__Aufgabe A__.
Ändere in den Zeilen unten den Abschnitt von der Zeile mit „Guideline: for each instance of the woman's leg, imagine“ bis einschließlich der Zeile mit „Target: woman's leg“, indem du „woman's leg“ durch „man's leg“ ersetzt. Gib nur diesen Abschnitt wieder und lass alles andere unverändert.

__Dokumenttext__.
Die Reliabilität ist hier im Beispiel also gegeben.

Konvergente Validität

Für die konvergente Validität möchten wir wissen, ob eine Messung positiv mit alternativen Messungen desselben Konstrukts zusammenhängt. Dafür betrachtet man vor allem die durchschnittlich extrahierte Varianz (AVE), die über .50 liegen sollte.

Außerdem wird manchmal noch die sog. Indikatorreliabilität betrachtet (wobei Hair et al, 2019, diese nicht mehr aufführen). Die Indikatorreliabilität sehen wir an den äußeren Ladungen. Diese sollten idealerweise größer als .70 (bzw. genauer: größer als .708 – denn dann würde das Konstrukt mehr als 50% der Varianz des Indikators erklären, denn .708 x .708 = .50) sein. Indikatoren mit Ladungen zwischen .40 und .70 würde man dann eliminieren, wenn ohne den Indikator die Composite Reliabilität besser wird. Indikatoren mit Ladungen unter .40 würde man eigentlich immer eliminieren.

Die AVE hatten wir bereits oben als Teil der Summary erhalten, hier nochmals der Aufruf:

summary(poldem_pls)

Als Teil des Outputs erhalten wir:

Reliability:
alpha rhoC AVE rhoA
indus 0.944 0.945 0.853 0.954
dem60 0.870 0.873 0.634 0.882
dem65 0.885 0.885 0.658 0.886

Alpha, rhoC, and rhoA should exceed 0.7 while AVE should exceed 0.5

In der dritten Spalte sehen wir die AVE. Alle Werte sind höher als. .50.

Die äußeren Ladungen kann man mit dem seminr Modul so anfordern, wieder auf Basis des Fit-Objekts (in meinem Beispiel poldem_pls):

summary(poldem_pls)$loadings

Als Output erhalten wir:

indus dem60 dem65
x1 0.992 0.000 0.000
x2 0.962 0.000 0.000
x3 0.807 0.000 0.000
y1 0.000 0.848 0.000
y2 0.000 0.727 0.000
y3 0.000 0.695 0.000
y4 0.000 0.897 0.000
y5 0.000 0.000 0.832
y6 0.000 0.000 0.771
y7 0.000 0.000 0.817
y8 0.000 0.000 0.823

Mit einer Ausnahme sind alle Ladungen über .70. Die einzige Ausnahme ist y3 und liegt nur minimal unter .70 (bzw. gerundet auf zwei Nachkommastellen bei genau .70). Hier würde ich – entgegen der o.g. Faustregel - in der Praxis vermutlich nicht einmal prüfen, ob ein Wegfall des Items zu einer besseren Composite Reliabilität führt, sondern das Item auf jeden Fall im Modell belassen.

Damit würde ich in diesem Beispiel von konvergenter Validität ausgehen.

Diskriminante Validität

Bei der Prüfung der diskriminanten Validität geht es um die Frage, wie stark sich das Konstrukt von anderen Konstrukten unterscheidet. Der Zusammenhang zwischen Indikatoren inhaltlich unterschiedlicher Konstrukte sollte kleiner sein als zwischen Indikatoren des gleichen Konstrukts.

__Zu bearbeitendes Material__.
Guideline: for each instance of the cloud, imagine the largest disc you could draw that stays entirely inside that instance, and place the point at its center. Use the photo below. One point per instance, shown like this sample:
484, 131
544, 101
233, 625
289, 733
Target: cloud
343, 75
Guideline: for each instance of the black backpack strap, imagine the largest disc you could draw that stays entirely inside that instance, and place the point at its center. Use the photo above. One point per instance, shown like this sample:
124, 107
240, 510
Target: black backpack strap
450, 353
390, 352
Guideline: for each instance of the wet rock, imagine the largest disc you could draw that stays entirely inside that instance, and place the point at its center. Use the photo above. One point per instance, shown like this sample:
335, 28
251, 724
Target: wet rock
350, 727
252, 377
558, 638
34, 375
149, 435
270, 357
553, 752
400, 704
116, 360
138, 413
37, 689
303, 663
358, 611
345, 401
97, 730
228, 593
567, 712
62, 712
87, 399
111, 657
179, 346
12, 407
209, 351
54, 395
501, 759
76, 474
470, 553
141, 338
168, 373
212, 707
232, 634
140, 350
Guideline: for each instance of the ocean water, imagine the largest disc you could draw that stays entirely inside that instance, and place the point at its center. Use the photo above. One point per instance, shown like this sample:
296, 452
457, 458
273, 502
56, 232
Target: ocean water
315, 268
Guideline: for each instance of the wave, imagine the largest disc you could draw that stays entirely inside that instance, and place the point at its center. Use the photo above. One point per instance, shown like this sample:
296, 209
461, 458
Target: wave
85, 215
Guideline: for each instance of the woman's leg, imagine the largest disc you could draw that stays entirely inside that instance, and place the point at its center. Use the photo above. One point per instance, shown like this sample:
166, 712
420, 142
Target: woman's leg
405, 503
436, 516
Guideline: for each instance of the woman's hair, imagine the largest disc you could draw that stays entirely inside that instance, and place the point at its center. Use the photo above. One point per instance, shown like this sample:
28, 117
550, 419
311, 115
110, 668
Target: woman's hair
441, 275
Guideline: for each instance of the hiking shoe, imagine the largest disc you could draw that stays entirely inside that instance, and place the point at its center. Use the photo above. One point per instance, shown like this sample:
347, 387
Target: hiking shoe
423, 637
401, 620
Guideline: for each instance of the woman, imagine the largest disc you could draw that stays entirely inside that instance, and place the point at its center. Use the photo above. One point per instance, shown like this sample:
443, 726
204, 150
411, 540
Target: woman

__Aufgabe B__.
Fasse den Text zur konvergenten und diskriminanten Validität in genau zwei Sätzen zusammen.

__Musterlösung A__.
Guideline: for each instance of the man's leg, imagine the largest disc you could draw that stays entirely inside that instance, and place the point at its center. Use the photo above. One point per instance, shown like this sample:
166, 712
420, 142
Target: man's leg

__Musterlösung B__.
Für die konvergente Validität sollte die durchschnittlich extrahierte Varianz über .50 und die äußeren Ladungen idealerweise über .70 liegen. Im Beispiel erfüllen alle AVE-Werte und bis auf das nur minimal darunterliegende y3 alle Ladungen diese Werte, sodass von konvergenter Validität ausgegangen wird, während die diskriminante Validität prüft, wie stark sich ein Konstrukt von anderen Konstrukten unterscheidet.